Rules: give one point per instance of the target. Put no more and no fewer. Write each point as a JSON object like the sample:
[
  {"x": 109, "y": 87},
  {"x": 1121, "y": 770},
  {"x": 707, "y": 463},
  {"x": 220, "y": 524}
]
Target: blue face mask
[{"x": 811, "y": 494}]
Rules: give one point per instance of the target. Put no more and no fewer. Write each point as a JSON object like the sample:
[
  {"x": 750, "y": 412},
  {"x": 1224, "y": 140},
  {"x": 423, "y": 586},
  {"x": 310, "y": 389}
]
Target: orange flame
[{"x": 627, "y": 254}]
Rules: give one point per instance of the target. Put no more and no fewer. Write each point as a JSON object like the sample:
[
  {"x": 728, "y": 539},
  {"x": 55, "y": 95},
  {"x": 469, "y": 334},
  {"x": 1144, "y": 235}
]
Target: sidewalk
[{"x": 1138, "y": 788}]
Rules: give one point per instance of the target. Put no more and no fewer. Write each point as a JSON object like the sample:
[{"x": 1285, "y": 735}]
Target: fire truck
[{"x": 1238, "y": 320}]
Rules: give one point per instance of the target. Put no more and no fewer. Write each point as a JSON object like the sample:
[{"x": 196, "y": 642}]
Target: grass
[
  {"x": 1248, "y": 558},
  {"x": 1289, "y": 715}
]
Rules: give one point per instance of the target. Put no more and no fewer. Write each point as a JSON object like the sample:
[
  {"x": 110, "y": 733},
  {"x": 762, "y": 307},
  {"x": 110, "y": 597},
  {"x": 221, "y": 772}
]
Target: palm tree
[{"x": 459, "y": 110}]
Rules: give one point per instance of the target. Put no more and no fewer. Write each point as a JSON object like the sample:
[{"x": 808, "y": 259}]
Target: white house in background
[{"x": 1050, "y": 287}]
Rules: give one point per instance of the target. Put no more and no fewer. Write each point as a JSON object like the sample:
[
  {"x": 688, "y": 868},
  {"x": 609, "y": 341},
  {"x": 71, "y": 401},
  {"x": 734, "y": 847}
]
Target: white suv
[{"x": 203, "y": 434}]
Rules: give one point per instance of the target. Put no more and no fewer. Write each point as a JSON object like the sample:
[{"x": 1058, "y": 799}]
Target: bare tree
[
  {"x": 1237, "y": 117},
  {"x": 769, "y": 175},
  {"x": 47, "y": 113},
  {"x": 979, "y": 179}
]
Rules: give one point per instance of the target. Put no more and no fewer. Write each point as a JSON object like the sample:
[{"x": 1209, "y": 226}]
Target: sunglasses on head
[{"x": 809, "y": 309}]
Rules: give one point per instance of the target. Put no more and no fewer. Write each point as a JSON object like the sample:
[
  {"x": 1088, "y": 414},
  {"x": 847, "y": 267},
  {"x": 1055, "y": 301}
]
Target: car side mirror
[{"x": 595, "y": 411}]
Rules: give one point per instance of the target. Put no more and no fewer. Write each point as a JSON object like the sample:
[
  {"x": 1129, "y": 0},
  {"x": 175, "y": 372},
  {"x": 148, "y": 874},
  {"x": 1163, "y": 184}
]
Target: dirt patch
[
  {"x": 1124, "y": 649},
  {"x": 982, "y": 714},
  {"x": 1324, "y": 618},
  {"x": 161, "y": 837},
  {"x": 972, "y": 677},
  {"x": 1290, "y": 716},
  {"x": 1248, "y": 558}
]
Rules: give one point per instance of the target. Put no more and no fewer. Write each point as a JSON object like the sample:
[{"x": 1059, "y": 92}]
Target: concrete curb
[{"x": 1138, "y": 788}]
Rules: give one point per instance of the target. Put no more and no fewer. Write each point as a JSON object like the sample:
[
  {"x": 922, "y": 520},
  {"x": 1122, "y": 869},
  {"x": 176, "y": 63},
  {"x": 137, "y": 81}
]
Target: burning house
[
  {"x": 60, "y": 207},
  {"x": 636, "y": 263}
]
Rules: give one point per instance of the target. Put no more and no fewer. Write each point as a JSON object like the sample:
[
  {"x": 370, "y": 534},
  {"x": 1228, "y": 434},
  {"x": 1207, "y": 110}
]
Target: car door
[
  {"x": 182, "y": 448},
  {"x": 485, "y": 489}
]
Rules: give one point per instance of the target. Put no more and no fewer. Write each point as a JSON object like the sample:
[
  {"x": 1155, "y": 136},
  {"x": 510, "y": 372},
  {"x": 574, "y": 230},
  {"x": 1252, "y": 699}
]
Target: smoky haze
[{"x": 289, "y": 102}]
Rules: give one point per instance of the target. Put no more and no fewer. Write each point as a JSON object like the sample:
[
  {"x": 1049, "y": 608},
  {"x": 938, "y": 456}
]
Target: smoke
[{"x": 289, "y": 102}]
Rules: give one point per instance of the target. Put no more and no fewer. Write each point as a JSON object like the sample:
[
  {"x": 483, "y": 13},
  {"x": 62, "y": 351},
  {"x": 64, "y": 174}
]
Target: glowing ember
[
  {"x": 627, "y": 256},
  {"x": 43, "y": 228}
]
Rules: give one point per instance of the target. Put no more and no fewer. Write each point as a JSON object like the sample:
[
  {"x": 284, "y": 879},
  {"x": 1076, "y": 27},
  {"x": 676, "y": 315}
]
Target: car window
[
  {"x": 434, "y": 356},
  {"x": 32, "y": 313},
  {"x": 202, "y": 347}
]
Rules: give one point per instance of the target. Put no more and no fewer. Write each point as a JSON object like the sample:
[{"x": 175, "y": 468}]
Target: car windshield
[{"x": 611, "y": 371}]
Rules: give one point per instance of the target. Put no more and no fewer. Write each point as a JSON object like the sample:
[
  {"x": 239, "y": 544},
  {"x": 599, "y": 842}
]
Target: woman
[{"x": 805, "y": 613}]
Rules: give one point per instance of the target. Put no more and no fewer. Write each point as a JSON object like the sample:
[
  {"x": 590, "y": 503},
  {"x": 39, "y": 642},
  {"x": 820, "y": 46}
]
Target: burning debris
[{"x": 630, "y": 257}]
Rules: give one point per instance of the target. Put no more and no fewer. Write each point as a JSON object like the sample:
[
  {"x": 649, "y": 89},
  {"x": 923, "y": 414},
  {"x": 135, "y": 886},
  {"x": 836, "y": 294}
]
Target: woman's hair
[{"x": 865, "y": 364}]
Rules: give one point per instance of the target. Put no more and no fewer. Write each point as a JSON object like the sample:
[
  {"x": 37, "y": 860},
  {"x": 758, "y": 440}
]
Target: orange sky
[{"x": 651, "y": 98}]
+ + + + + + +
• [GOAL]: Output every record above exactly as it appears.

• [ANSWER IN FULL]:
Rules: give one point per instance of the target. Put no more and no fewer. Write each point as a JSON object like the sample:
[
  {"x": 109, "y": 87},
  {"x": 1121, "y": 770},
  {"x": 707, "y": 463},
  {"x": 220, "y": 524}
]
Target: blue face mask
[{"x": 811, "y": 494}]
Rules: give one point per instance of the target. Put no more and no fewer. Write each point as a JSON object like the sample:
[
  {"x": 750, "y": 412},
  {"x": 1224, "y": 140},
  {"x": 423, "y": 586},
  {"x": 310, "y": 389}
]
Target: orange flame
[{"x": 627, "y": 254}]
Rules: give one point per instance of the target. Put no more and no fewer. Write each point as a JSON object like the sample:
[
  {"x": 728, "y": 539},
  {"x": 55, "y": 95},
  {"x": 469, "y": 334},
  {"x": 1144, "y": 235}
]
Target: sidewalk
[{"x": 1138, "y": 788}]
Rules: give one point per instance of the target. Put no more and no fewer. Write each point as a JSON object like the sample:
[{"x": 1285, "y": 735}]
Target: fire truck
[{"x": 1238, "y": 320}]
Rules: give one point per instance of the target. Put no more and no fewer. Write each point as a JSON object like the sample:
[{"x": 196, "y": 642}]
Target: grass
[
  {"x": 1248, "y": 558},
  {"x": 1289, "y": 715}
]
Rules: give one point per instance of the target. Put no more and no fewer. Write each point as a JSON object like the sample:
[
  {"x": 110, "y": 733},
  {"x": 762, "y": 307},
  {"x": 110, "y": 597},
  {"x": 221, "y": 772}
]
Target: palm tree
[{"x": 459, "y": 110}]
Rules: give one point per instance of the target. Put no more and no fewer. Write each point as a JSON object like the sample:
[{"x": 808, "y": 259}]
Target: white house in background
[{"x": 1050, "y": 287}]
Rules: give one point per instance of the target. Put no more and no fewer. Write each point as a JSON object like the sample:
[
  {"x": 688, "y": 868},
  {"x": 609, "y": 341},
  {"x": 71, "y": 401},
  {"x": 734, "y": 847}
]
Target: white suv
[{"x": 203, "y": 434}]
Rules: give one point per instance of the target. Put no more and no fewer. Write each point as a JSON object like the sample:
[{"x": 1058, "y": 799}]
Target: bare tree
[
  {"x": 1237, "y": 117},
  {"x": 769, "y": 175},
  {"x": 47, "y": 113},
  {"x": 979, "y": 179}
]
Rules: give one point per instance of the target. Put no more and no fewer. Write each point as a JSON object like the sample:
[{"x": 1209, "y": 226}]
Target: sunglasses on head
[{"x": 809, "y": 309}]
Rules: give one point per instance of the target. Put no more and no fewer. Write each point as a JSON object like the sample:
[
  {"x": 1088, "y": 414},
  {"x": 847, "y": 267},
  {"x": 1055, "y": 301}
]
Target: car side mirror
[{"x": 595, "y": 411}]
Rules: give one point per instance of the target. Put no more and no fewer. Write each point as a JSON object like the sample:
[
  {"x": 1129, "y": 0},
  {"x": 175, "y": 372},
  {"x": 148, "y": 874},
  {"x": 1163, "y": 184}
]
Target: dirt patch
[
  {"x": 1124, "y": 649},
  {"x": 982, "y": 714},
  {"x": 1324, "y": 618},
  {"x": 161, "y": 837},
  {"x": 972, "y": 677},
  {"x": 1290, "y": 716},
  {"x": 1248, "y": 558}
]
Rules: give one point per instance of the target. Put no more and no fewer. Write each point as a JSON object like the sample:
[{"x": 1059, "y": 92}]
Target: concrete curb
[{"x": 1138, "y": 788}]
Rules: give one point per instance of the target. Put no more and no fewer. Write each point as a JSON object like the sample:
[
  {"x": 922, "y": 520},
  {"x": 1122, "y": 869},
  {"x": 176, "y": 63},
  {"x": 137, "y": 81}
]
Target: burning house
[
  {"x": 60, "y": 207},
  {"x": 636, "y": 263}
]
Rules: give one point per instance of the target. Put no more and no fewer. Write each point as a JSON object like the sample:
[
  {"x": 370, "y": 534},
  {"x": 1228, "y": 434},
  {"x": 1207, "y": 110}
]
Target: car door
[
  {"x": 182, "y": 448},
  {"x": 485, "y": 489}
]
Rules: give one point per instance of the target. Put no more and no fewer. Write each point as a JSON object like the sample:
[
  {"x": 1155, "y": 136},
  {"x": 510, "y": 372},
  {"x": 574, "y": 230},
  {"x": 1252, "y": 699}
]
Target: smoky haze
[{"x": 289, "y": 102}]
Rules: give one point per instance of the target. Put no more and no fewer. Write each point as a JSON object like the sample:
[
  {"x": 1049, "y": 608},
  {"x": 938, "y": 456}
]
Target: smoke
[{"x": 289, "y": 102}]
Rules: give one point per instance of the target. Put no more and no fewer. Write each point as a JSON object like the sample:
[
  {"x": 483, "y": 13},
  {"x": 62, "y": 351},
  {"x": 64, "y": 174}
]
Target: glowing ember
[
  {"x": 627, "y": 256},
  {"x": 43, "y": 228}
]
Rules: give one point per instance of the target. Put no more and no fewer. Write each point as a JSON object like the sample:
[
  {"x": 284, "y": 879},
  {"x": 1076, "y": 27},
  {"x": 676, "y": 315}
]
Target: car window
[
  {"x": 434, "y": 356},
  {"x": 32, "y": 313},
  {"x": 202, "y": 347}
]
Rules: give one point per instance of the target. Put no more and no fewer. Write each point as a JSON object like the sample:
[{"x": 175, "y": 468}]
Target: car windshield
[{"x": 611, "y": 371}]
Rules: give one point per instance of the target. Put no more and no fewer. Write each point as a JSON object like the sample:
[
  {"x": 239, "y": 544},
  {"x": 599, "y": 842}
]
Target: woman
[{"x": 805, "y": 613}]
Rules: give one point per instance of the target. Put no more and no fewer. Write each point as a JSON object like the sample:
[
  {"x": 590, "y": 503},
  {"x": 39, "y": 642},
  {"x": 820, "y": 46}
]
Target: burning debris
[{"x": 630, "y": 257}]
Rules: give one point per instance of the target. Put no more and no fewer. Write each point as a JSON object like the sample:
[
  {"x": 649, "y": 89},
  {"x": 923, "y": 414},
  {"x": 135, "y": 886},
  {"x": 836, "y": 294}
]
Target: woman's hair
[{"x": 865, "y": 364}]
Rules: give one point per instance of the target. Put no more and no fewer. Write each point as a JSON object like the sample:
[
  {"x": 37, "y": 860},
  {"x": 758, "y": 440}
]
Target: orange sky
[{"x": 651, "y": 98}]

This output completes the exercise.